TO-DO LIST |
a. According to the science news roundup, what has the U.S. government been criticized for?
b. Write the next part of the science news roundup, picking up from its final sentence.

SELECTED EXCERPT |
Will scientists soon learn the nature of dark matter? How did one of Saturn's moons come to be? And is a future of cybernetic limbs ahead for us or not? It's Earthy Thursday, our segment about news relating to science and the Earth. All this and more for the Pagan News Beagle!

Scientists have been searching for almost a generation to find the answer to one of cosmology's greatest conundrums: what is the massive but invisible stuff holding galaxies together? We're probably not going to find out an answer just yet but some promising results are emerging from one experimental attempt to detect dark matter.

Modern conservation efforts are, according to many activists, too little too late. The U.S. government has acquired criticism for its slow-paced and half-hearted efforts to protect many species. But it's important to remember that without even these sometimes ineffectual efforts nature would be a lot worse off.

RECORDED DATA |
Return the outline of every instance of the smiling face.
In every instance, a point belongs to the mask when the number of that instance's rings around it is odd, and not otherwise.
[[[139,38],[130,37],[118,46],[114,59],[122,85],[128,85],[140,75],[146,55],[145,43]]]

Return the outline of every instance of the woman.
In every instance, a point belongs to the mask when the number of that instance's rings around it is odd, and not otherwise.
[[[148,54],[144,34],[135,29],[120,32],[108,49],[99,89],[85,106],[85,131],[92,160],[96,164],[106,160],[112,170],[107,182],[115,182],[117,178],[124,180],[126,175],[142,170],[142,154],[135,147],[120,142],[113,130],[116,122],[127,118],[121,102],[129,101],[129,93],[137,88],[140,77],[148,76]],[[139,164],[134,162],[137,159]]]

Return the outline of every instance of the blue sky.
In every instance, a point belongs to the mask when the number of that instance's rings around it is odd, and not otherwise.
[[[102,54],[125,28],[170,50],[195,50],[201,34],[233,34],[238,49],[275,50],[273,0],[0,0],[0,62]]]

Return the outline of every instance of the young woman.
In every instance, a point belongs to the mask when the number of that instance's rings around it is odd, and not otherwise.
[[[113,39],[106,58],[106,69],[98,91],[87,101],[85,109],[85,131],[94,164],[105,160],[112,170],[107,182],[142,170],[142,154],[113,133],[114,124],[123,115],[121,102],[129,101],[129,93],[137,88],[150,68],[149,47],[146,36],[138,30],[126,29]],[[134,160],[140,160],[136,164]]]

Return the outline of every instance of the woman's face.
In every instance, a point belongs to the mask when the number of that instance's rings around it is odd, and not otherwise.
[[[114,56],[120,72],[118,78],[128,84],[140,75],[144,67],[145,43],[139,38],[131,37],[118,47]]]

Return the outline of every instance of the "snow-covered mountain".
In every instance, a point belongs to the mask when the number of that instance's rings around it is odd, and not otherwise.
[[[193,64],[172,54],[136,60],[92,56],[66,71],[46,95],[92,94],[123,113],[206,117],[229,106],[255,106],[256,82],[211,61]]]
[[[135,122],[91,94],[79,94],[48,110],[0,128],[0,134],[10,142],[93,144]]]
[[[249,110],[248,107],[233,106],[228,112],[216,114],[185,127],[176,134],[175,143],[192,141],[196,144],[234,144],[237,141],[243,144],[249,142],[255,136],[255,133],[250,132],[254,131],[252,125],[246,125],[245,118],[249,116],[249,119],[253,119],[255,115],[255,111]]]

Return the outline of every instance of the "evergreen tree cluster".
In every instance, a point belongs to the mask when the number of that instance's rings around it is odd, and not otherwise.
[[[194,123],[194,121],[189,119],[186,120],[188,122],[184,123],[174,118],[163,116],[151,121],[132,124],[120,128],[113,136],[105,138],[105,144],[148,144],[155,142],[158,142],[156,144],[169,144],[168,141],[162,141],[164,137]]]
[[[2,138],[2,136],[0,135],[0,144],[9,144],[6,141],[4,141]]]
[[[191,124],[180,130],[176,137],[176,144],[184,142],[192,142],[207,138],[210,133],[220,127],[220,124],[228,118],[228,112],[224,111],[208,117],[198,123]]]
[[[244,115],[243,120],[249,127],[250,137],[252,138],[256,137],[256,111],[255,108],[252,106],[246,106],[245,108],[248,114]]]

TASK RESPONSES |
a. Its slow-paced and half-hearted efforts to protect many species.

b.
Cassini's acclaimed mission to Saturn is ending tomorrow and we're fortunate to have learned as much from it as we have. Most of the attention has been on Titan, Saturn's famously clouded moon but some of the other objects in the Saturnian system have drawn interest after peculiar observations. One of these is Enceladus, whose origin may be stranger than scientists initially expected.

But NASA's not only exploring the outer solar system. They also want to take a look at what's going on further sunward. In fact, they want to send a probe all the way to the Sun. Here's more details, courtesy of National Geographic.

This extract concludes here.